SÉRIE D'EXERCICES.
1. Recopiez le passage du texte source qui commence à « La certification des » et se termine à « du développement rural. ».
2. D'après le texte source, quelles externalités positives Solidarité rurale du Québec prend-elle en compte ?

TEXTE SOURCE.
La certification des produits de terroir renvoie aux attributs culturels des territoires.
Mais chez SRQ, la culture n'y est pas perçue qu'au seul niveau correspondant à la
manifestation visible de la spécificité des territoires ruraux, à la manière de vivre des ruraux
et d'interagir avec la nature. SRQ appréhende également la culture en tant que réponse
politique à la globalisation, ce que Castells (1999) décrit comme une puissante manifestation
de l'identité au nom de la singularité culturelle et au nom du contrôle des individus sur leur
126
vie et leur environnement. Les attributs culturels représentent donc à la fois un élément de
défense et de contrôle du développement rural.
Solidarité rurale du Québec justifie en effet la mise en place d'un système juridique
protégeant ce type de propriété intellectuelle par leur impact sur le développement territorial
endogène. Dans cette optique, la certification deviendrait l'un des éléments des politiques
économiques locales pour l'agriculture, l'économie et le monde rural. SRQ prend par ailleurs
en compte les externalités positives que sont l'image sociale des producteurs et la fierté des
territoires.

LISTE FOURNIE.
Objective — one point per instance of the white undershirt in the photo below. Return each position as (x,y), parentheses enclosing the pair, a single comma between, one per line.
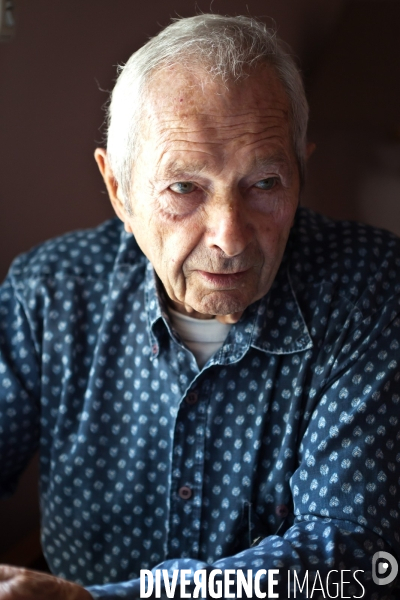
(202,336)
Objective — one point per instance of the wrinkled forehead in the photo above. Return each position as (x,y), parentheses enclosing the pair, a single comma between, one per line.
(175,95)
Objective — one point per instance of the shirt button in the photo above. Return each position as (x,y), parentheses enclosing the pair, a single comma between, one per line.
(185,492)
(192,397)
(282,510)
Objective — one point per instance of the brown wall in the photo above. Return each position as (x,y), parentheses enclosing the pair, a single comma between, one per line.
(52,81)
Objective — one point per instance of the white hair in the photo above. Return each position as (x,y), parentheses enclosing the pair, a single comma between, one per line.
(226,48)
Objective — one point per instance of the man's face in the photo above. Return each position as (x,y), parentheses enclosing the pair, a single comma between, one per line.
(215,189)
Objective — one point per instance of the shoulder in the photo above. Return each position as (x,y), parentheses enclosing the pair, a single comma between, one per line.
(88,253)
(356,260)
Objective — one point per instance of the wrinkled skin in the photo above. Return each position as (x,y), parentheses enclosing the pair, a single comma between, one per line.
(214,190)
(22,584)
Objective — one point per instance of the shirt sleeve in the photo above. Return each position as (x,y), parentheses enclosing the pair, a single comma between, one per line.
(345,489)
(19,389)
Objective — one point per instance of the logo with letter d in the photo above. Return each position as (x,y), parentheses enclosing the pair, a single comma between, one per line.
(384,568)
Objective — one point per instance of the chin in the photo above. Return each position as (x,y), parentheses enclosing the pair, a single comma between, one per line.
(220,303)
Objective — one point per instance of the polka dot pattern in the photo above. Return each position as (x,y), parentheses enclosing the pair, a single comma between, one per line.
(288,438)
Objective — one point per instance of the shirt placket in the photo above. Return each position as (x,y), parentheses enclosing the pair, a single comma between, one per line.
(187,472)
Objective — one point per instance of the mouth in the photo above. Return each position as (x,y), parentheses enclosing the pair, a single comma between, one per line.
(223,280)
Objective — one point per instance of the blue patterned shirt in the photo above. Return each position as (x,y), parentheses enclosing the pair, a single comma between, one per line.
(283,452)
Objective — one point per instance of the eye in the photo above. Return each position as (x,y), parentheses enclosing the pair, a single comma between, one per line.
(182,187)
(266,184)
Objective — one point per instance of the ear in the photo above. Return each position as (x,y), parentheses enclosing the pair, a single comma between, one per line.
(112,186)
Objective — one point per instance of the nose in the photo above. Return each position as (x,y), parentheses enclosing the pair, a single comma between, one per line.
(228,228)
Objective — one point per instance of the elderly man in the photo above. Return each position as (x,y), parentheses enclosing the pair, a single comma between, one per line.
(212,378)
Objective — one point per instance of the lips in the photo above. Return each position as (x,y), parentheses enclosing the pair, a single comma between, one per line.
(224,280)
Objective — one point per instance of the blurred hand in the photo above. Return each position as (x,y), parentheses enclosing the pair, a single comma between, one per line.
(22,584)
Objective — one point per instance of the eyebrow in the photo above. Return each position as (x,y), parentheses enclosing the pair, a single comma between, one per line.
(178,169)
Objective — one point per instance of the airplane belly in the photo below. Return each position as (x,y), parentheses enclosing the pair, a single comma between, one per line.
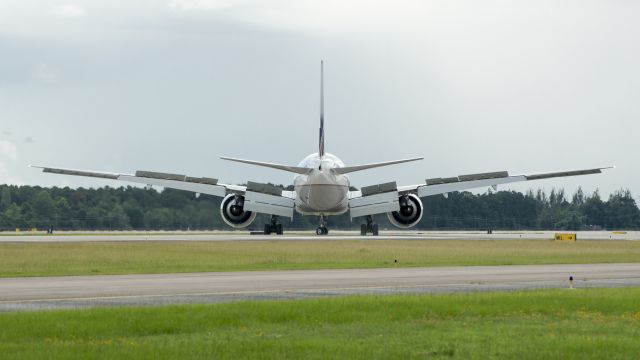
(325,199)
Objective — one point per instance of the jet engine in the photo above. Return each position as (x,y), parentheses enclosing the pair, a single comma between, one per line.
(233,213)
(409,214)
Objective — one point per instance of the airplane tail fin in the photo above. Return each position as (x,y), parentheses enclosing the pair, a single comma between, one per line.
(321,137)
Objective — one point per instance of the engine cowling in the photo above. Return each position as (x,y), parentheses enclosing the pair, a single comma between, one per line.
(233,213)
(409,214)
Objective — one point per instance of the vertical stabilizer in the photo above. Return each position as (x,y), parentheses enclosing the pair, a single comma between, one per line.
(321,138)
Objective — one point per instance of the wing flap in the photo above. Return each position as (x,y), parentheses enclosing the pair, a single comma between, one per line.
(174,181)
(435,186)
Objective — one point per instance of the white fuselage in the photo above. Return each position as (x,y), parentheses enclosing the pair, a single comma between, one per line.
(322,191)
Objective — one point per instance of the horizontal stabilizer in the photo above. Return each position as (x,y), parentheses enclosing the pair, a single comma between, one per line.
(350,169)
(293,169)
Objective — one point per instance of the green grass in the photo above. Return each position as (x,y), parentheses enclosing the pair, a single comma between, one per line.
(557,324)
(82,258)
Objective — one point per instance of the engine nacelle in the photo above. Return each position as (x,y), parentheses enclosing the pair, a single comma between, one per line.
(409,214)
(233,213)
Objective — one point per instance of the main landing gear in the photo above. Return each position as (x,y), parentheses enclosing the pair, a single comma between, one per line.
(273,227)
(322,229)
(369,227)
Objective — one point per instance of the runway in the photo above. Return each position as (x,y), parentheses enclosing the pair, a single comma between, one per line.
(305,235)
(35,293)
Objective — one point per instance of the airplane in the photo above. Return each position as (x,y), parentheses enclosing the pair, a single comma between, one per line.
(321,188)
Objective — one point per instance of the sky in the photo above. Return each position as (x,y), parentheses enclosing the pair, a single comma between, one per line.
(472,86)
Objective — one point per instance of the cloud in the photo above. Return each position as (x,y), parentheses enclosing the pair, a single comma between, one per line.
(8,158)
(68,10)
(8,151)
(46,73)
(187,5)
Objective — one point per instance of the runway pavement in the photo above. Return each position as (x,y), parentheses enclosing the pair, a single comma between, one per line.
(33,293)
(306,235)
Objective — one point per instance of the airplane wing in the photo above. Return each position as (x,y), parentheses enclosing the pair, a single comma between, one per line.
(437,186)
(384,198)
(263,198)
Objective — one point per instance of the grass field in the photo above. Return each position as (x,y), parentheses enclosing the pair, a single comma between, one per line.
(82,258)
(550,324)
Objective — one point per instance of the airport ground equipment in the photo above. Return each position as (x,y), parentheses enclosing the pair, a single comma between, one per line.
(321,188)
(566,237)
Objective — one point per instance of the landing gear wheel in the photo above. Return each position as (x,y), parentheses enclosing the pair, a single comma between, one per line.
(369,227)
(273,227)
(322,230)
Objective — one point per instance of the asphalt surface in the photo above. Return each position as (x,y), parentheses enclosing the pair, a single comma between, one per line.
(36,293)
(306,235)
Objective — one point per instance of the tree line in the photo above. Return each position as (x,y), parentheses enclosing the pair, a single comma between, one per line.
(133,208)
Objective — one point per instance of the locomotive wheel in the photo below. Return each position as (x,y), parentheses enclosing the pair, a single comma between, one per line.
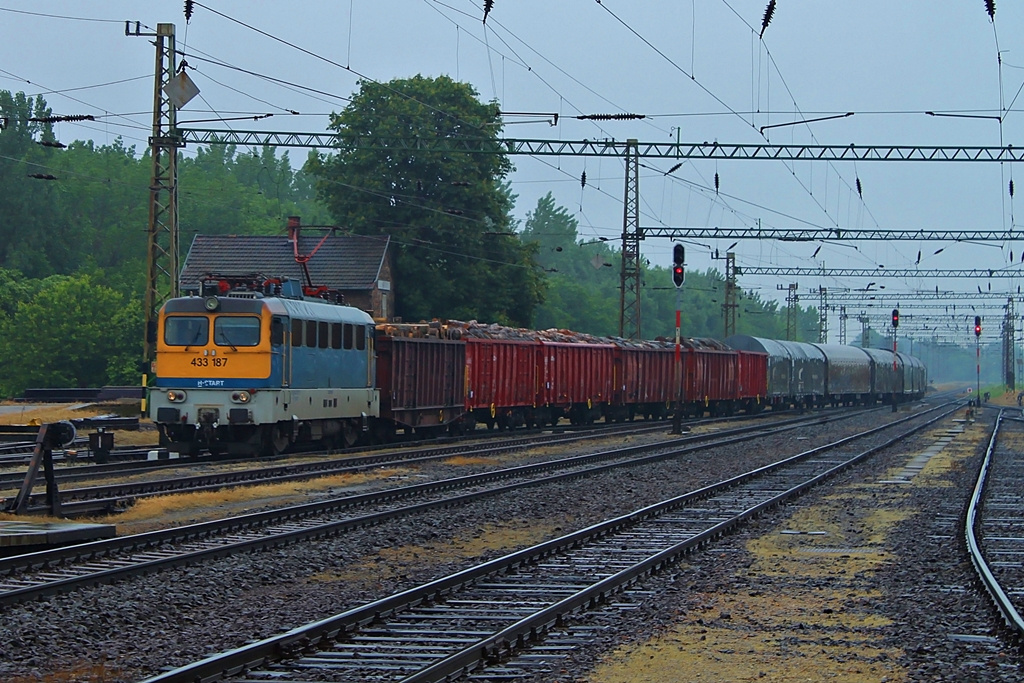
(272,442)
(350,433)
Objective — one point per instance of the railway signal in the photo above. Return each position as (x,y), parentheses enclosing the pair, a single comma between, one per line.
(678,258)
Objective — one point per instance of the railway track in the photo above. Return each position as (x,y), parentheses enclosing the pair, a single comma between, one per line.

RÉPONSES DÉTAILLÉES.
1.
La certification des produits de terroir renvoie aux attributs culturels des territoires.
Mais chez SRQ, la culture n'y est pas perçue qu'au seul niveau correspondant à la
manifestation visible de la spécificité des territoires ruraux, à la manière de vivre des ruraux
et d'interagir avec la nature. SRQ appréhende également la culture en tant que réponse
politique à la globalisation, ce que Castells (1999) décrit comme une puissante manifestation
de l'identité au nom de la singularité culturelle et au nom du contrôle des individus sur leur
126
vie et leur environnement. Les attributs culturels représentent donc à la fois un élément de
défense et de contrôle du développement rural.

2. L'image sociale des producteurs et la fierté des territoires.